SELECTED PASSAGE Block Start

Personalized Learning through AI
Enhanced memory is a key aspect of future models, allowing AI to learn about individual users [00:39:03]. This means a user’s ChatGPT experience will be “so different” from another’s, adapting to personal preferences and becoming more useful [00:39:07]. Increased steerability via custom instructions will also allow users to fine-tune AI personalities [00:39:25].
AI in Language Learning
Beyond general applications, AI is making strides in specific fields. While not explicitly mentioned as “language learning”, the ability of AI to personalize and adapt to user styles suggests potential for tailored educational experiences, similar to how it can adapt to individual preferences in general conversation [00:39:03].
Accelerating Research
A significant area of focus for OpenAI is using AI models to make other models better [00:32:04], particularly in reinforcement learning where signals from models can guide improvements [00:32:10]. This includes improving the speed of iteration, allowing researchers to run more experiments faster with fewer resources [00:32:26]. Synthetic data has been an “incredibly powerful trend” in this regard [00:33:18].
Outlook on AI Progress
Michelle believes that AI model progress will continue at a rapid pace, similar to the last year, without slowing down or undergoing an immediate “fast takeoff” [00:44:56]. She estimates that even if model progress completely stopped now, there would be “10 years of building at least” to extract value from existing capabilities [00:37:08]. This “capabilities overhang” is compared to the internet, which continues to integrate into the world [00:36:42].

SELECTED PASSAGE Block End
MATERIAL PROVIDED Block Start

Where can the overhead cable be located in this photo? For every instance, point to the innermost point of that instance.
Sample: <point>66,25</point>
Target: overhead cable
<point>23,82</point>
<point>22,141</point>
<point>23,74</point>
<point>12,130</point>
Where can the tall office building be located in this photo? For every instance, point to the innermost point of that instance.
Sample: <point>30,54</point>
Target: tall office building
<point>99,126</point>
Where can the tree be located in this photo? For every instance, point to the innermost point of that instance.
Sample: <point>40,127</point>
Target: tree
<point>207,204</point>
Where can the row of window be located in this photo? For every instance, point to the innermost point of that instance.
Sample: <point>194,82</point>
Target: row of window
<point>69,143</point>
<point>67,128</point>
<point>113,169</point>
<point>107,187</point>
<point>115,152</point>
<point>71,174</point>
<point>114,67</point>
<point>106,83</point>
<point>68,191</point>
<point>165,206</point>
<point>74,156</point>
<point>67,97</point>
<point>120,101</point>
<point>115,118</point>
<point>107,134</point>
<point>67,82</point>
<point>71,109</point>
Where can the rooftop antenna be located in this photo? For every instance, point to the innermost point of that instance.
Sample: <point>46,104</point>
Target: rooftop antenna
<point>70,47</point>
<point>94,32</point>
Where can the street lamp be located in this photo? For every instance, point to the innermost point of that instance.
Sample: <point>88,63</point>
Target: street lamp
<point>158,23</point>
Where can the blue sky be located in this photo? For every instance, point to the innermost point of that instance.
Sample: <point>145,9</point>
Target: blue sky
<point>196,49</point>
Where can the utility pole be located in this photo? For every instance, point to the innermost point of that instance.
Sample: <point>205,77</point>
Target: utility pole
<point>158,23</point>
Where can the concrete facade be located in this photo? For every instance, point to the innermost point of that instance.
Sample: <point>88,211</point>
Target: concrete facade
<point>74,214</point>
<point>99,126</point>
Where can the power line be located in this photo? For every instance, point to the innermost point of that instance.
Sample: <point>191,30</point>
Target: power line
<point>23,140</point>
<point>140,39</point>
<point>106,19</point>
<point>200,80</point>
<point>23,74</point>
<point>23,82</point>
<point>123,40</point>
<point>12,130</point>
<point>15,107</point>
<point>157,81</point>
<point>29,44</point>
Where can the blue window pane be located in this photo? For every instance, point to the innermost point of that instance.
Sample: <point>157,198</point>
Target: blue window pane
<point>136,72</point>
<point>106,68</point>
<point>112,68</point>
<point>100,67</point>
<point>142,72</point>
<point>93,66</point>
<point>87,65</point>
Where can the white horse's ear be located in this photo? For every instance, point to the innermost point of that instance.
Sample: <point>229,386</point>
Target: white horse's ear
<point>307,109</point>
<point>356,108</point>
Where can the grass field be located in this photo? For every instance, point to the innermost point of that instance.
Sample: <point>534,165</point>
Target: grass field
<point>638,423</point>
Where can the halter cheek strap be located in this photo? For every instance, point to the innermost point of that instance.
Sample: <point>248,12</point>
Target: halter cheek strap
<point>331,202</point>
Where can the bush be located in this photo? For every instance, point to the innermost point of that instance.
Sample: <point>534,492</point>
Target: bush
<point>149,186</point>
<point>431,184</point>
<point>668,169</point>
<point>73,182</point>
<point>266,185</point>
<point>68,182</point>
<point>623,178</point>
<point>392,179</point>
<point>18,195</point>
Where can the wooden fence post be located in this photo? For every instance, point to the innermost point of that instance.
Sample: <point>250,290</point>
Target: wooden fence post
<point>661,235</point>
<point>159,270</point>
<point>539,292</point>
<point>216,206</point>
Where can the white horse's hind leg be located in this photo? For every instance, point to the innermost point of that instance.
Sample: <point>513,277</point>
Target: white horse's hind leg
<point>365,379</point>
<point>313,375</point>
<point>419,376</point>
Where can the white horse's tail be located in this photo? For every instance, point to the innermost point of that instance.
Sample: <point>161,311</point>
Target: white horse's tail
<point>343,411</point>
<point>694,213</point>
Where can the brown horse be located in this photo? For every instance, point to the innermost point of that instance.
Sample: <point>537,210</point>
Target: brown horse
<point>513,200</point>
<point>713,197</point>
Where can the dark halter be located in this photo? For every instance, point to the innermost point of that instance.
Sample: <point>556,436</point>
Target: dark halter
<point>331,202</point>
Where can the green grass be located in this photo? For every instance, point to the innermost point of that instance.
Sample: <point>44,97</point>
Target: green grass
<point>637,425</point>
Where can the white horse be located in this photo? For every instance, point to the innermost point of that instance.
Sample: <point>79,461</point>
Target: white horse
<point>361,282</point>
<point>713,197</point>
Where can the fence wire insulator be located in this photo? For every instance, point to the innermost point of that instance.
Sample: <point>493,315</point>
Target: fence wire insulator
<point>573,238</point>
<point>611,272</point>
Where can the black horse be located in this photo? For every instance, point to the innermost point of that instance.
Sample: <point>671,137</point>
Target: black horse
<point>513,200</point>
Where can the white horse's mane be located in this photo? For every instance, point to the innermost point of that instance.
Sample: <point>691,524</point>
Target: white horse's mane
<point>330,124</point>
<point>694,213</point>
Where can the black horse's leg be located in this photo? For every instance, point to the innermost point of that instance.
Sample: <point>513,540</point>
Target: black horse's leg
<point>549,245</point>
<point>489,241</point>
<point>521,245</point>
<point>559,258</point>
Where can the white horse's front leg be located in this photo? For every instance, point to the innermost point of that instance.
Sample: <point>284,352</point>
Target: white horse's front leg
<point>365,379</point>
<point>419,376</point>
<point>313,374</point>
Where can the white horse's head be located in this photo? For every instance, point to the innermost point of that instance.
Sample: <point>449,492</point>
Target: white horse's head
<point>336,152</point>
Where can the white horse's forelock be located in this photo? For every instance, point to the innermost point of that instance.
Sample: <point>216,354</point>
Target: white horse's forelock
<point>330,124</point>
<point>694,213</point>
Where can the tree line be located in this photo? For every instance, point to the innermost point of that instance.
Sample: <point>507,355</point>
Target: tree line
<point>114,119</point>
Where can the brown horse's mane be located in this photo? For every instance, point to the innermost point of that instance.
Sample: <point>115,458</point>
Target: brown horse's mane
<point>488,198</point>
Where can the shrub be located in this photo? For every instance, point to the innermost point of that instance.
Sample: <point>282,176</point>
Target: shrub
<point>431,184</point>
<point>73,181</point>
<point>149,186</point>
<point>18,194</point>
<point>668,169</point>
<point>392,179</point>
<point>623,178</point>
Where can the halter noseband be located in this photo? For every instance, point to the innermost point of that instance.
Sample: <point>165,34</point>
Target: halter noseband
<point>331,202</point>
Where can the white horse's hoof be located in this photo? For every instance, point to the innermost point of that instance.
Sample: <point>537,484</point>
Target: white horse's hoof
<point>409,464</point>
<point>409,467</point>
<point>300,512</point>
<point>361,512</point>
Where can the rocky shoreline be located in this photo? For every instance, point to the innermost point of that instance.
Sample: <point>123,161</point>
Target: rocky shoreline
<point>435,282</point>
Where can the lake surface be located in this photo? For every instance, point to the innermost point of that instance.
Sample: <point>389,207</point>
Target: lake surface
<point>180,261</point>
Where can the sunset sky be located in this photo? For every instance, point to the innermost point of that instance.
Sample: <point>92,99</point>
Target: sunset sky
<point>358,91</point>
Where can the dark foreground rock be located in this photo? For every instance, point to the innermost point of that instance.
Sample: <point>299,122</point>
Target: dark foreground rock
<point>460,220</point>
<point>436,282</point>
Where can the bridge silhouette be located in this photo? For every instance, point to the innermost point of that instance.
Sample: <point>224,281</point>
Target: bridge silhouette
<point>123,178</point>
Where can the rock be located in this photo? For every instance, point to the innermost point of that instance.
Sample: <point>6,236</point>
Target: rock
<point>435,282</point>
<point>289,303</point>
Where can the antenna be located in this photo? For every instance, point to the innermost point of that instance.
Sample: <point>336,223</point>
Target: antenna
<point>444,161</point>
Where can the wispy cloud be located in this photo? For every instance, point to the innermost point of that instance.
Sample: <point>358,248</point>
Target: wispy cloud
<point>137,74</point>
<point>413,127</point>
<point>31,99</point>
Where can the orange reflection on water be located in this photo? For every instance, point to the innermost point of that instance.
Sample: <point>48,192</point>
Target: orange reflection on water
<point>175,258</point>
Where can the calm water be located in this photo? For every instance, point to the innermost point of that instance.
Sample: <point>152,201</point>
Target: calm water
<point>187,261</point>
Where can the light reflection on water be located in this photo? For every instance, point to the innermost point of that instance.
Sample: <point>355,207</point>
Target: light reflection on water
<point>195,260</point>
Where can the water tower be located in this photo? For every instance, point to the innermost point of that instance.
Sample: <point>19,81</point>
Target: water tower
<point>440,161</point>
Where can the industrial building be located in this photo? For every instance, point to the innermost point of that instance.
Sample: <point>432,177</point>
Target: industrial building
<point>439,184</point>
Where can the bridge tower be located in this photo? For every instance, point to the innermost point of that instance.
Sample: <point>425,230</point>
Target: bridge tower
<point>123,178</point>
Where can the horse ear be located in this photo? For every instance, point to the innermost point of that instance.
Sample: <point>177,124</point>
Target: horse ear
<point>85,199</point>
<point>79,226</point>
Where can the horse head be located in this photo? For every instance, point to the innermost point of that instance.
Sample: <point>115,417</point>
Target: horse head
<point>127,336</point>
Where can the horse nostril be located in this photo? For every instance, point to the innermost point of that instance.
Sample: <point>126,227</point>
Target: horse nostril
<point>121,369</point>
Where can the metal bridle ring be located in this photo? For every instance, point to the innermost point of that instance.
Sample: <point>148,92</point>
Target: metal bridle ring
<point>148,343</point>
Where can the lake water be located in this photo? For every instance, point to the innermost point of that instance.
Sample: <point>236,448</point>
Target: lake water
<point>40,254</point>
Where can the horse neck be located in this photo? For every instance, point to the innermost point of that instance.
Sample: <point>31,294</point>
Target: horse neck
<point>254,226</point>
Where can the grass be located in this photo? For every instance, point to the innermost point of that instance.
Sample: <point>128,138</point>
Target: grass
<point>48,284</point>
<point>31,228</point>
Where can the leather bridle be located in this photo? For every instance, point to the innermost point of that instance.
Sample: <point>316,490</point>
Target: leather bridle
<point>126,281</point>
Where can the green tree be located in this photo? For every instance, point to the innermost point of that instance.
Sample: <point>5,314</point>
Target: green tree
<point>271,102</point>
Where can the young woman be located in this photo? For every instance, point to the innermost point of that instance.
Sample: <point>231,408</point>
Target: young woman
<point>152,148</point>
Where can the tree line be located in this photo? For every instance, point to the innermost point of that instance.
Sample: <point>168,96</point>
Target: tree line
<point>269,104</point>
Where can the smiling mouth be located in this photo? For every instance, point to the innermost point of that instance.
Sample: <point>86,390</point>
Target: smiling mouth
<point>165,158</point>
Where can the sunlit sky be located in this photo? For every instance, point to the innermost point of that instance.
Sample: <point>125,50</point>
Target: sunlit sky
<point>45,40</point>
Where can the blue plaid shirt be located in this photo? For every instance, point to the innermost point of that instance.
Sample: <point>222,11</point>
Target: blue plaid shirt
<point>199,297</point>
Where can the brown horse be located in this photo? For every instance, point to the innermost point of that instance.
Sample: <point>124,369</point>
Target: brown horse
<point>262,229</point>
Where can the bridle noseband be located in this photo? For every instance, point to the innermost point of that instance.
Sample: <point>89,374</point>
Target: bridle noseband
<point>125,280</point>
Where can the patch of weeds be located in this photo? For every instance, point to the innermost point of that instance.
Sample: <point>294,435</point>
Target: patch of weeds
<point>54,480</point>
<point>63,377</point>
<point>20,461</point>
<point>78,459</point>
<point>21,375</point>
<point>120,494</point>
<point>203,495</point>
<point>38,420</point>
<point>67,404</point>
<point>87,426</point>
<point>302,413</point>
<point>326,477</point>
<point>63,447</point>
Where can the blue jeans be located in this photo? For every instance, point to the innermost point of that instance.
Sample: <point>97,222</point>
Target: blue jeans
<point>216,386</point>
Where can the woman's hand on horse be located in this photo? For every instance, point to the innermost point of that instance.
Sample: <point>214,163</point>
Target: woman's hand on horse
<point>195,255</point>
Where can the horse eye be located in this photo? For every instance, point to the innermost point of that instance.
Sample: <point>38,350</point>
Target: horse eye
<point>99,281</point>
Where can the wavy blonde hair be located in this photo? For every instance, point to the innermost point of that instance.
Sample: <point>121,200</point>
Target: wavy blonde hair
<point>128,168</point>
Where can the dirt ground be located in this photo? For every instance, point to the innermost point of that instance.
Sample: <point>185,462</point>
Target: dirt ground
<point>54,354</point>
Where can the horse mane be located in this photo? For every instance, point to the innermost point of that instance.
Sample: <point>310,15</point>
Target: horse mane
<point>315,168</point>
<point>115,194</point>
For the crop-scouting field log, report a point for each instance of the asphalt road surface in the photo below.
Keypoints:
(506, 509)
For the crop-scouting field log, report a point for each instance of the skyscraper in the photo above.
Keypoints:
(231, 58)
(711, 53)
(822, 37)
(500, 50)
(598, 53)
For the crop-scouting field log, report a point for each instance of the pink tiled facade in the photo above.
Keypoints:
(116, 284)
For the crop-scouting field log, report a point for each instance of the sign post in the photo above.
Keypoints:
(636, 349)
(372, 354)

MATERIAL PROVIDED Block End

PROBLEMS AND TASKS:
[a] Quote the AI overview from "Outlook on AI" down to "the world [00:36:42].".
[b] According to the AI overview, how many years of building does Michelle estimate it would take to extract value from existing capabilities if model progress stopped now?
[c] Proceed with the AI overview from the point where it stops.

ANSWERS TO THE PROBLEMS:
[a]
Outlook on AI Progress
Michelle believes that AI model progress will continue at a rapid pace, similar to the last year, without slowing down or undergoing an immediate “fast takeoff” [00:44:56]. She estimates that even if model progress completely stopped now, there would be “10 years of building at least” to extract value from existing capabilities [00:37:08]. This “capabilities overhang” is compared to the internet, which continues to integrate into the world [00:36:42].

[b] At least 10 years.

[c]
Combining Model Capabilities
The future GPT-5 aims to combine the diverse strengths of models like GPT-4o (great conversationalist, tone matching) and O3 (strong reasoning, deep thinking) [00:37:25]. The challenge is balancing these capabilities, ensuring the model remains a “delightful chitchat partner” while knowing “when to reason” without unnecessary delays [00:38:00].
Recommendations for Companies and Developers
- Prioritize Evals: The most successful startups have deep knowledge of their use cases and robust evals [00:17:58]. This enables them to quickly assess new models when they drop [00:18:06].
- Adapt Prompts and Scaffolding: Be prepared to switch prompts and scaffoldings to tune them to particular models [00:18:15].
- Build Just Out of Reach: Focus on use cases that are “maybe just out of reach” of current models or work inconsistently (e.g., 1 out of 10 times) [00:18:25]. If fine-tuning shows a 10% pass rate that can be boosted to 50%, it’s likely a candidate for a future model to “crush it” [00:18:51].
- Embrace Scaffolding: It is “super worth it” to build scaffolding to ship value to users, even if it’s a few months of arbitrage before core capabilities improve [00:19:54]. However, keep future trends in mind (e.g., improving context windows, reasoning, instruction following) [00:20:05].
- Modular Systems: Make systems modular and easy to plug in different solutions to move faster in the long run [00:30:47].
- Generalist Skills: Michelle is “long generalists,” believing that strong product understanding and scrappy engineering skills will be more important than deep AI research expertise for app-layer companies [00:31:29].
Prompting Tips for 4.1
- Structured Prompts: Using XML or other structured formats can significantly improve model performance [00:28:23].
- “Keep Going”: Explicitly instructing the model to “keep going” or “please don’t come back to me until you’ve solved the problem” can lead to “remarkably better performance” [00:28:30]. OpenAI aims to train future models to inherently exhibit this behavior [00:28:54].
Conclusion
Michelle Pokris encourages developers and power users to provide feedback, especially when models aren’t working well with specific prompts, to help continuously improve the models [00:46:12].